| Passage given |
Begin

# My camp chopper



## Brain M (Aug 2, 2016)

Here's a knife I made for myself this for an upcoming camping trip our family is going to be taking soon. It's 01 with differential tempering. Scales are stabilized spalted hackberry. I etched the blade in ferric chloride and then did a little finishing to get it to look like an old patina'ed shotgun.


----------



## Brain M (Aug 2, 2016)

Here's the pics that wouldn't post

Reactions: Like 7 | EyeCandy! 1 | Way Cool 2


----------



## robert flynt (Aug 2, 2016)

Looks like a good chopper.


----------



## Brain M (Aug 2, 2016)

Eso far it's made it though a bunch of fire wood. It has an OAL of 13" and a blade length of 8". 3/16" blade thickness


----------



## NYWoodturner (Aug 3, 2016)

Nice job Brian. You got a pretty dark etch on that! What did you do to prep the steel prior to etching? Anything special?


----------



## Brain M (Aug 3, 2016)

Well, I polished it to a dull polish and etched. It didn't look as dark as I wanted it so I polished it again with a compound to remove some of the ferric chloride etch. I cleaned it very softly with some acetone but made sure to leave some of the polish behind then used gun blue. It left it with different light and dark greys, browns and some dark greens. Like your grandfather's old neglected shotgun. Unfortunately the patina doesn't show up in pictures very well.

Reactions: Creative 1


----------



## Jack "Pappy" Lewis (Aug 3, 2016)

I love it...used 01 myself for a tanto that i etched too, not as dark as yours but I like the idea about making it look like Grandpa's old shotgun.


----------



## Brain M (Aug 3, 2016)

Yeah. I really like the old beaten up and used look along with the hand forged look myself. Knowing that they look old but are brand new is kinda neat.

Reactions: Like 1


----------



## ripjack13 (Aug 3, 2016)

Very cool...indeed it is.


----------

End

| Recorded data |
Begin

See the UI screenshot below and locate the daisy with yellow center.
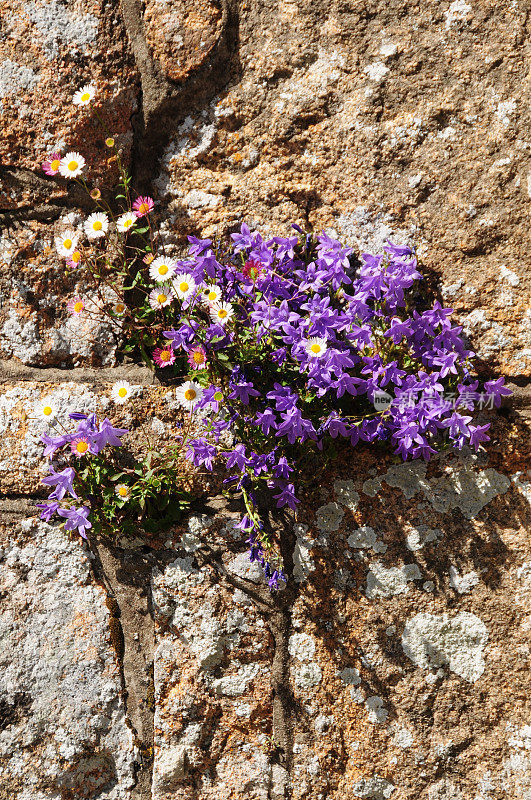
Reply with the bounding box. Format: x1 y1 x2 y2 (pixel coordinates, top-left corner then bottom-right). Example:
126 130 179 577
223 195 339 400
55 230 79 258
210 303 234 325
116 211 136 233
112 302 127 317
111 381 131 405
114 483 131 503
66 297 85 317
66 250 81 267
35 397 57 422
72 83 96 106
59 152 86 178
149 256 177 283
172 272 196 300
175 381 203 411
83 211 109 239
70 436 90 458
149 287 173 310
304 336 328 358
202 284 221 306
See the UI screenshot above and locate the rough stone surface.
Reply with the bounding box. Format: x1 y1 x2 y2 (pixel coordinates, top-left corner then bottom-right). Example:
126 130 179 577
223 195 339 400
0 0 531 800
0 519 136 800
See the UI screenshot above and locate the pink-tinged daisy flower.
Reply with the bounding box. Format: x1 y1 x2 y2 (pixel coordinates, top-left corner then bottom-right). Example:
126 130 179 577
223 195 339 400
42 153 61 175
66 297 85 317
116 211 136 233
70 436 90 458
210 303 234 325
55 231 79 258
59 153 86 178
112 300 127 317
149 288 173 309
66 250 81 269
187 347 206 369
153 347 175 367
149 256 177 283
72 83 96 106
201 283 221 306
242 258 264 283
304 336 328 358
175 381 203 411
83 211 109 239
133 197 155 217
172 272 196 300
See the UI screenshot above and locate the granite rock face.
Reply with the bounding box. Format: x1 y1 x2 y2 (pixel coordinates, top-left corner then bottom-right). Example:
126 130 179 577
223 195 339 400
0 0 531 800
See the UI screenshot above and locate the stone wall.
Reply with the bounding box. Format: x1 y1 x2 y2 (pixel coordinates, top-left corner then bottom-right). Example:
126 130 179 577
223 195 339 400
0 0 531 800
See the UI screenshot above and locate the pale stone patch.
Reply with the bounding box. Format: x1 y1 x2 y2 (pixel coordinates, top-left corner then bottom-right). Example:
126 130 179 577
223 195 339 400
402 611 489 683
365 561 422 600
352 775 396 800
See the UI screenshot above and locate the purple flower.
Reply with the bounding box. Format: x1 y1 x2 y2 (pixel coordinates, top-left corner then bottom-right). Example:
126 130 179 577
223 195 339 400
36 502 59 522
92 417 129 450
57 506 92 539
42 466 77 500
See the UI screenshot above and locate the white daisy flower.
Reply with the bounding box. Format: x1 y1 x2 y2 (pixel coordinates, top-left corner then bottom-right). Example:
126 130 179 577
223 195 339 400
201 284 221 306
72 83 96 106
114 483 131 501
112 301 127 317
35 397 57 421
304 336 328 358
116 211 137 233
175 381 203 411
149 256 177 283
149 286 173 309
210 303 234 325
59 153 86 178
172 272 196 300
55 230 79 258
83 211 109 239
111 381 131 405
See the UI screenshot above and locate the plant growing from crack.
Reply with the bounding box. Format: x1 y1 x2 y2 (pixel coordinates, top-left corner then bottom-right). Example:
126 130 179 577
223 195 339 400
36 86 510 589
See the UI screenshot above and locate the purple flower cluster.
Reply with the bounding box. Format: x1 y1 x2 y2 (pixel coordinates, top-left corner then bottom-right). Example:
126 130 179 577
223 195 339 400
164 225 509 583
37 412 127 539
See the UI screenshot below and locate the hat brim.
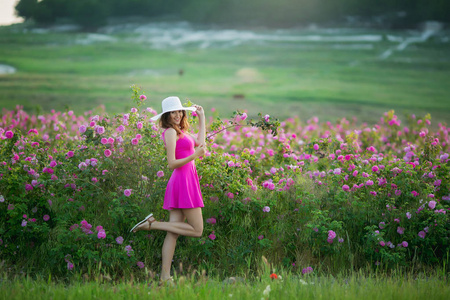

End

| Parts of the exercise |
1. In the camp chopper thread, retype the stretch from "Eso far it's" through "etching? Anything special?".
2. What blade length does the camp chopper thread give for the knife?
The lines play no part in this exercise.

| Solutions to the exercise |
1.
Eso far it's made it though a bunch of fire wood. It has an OAL of 13" and a blade length of 8". 3/16" blade thickness


----------



## NYWoodturner (Aug 3, 2016)

Nice job Brian. You got a pretty dark etch on that! What did you do to prep the steel prior to etching? Anything special?

2. 8 inches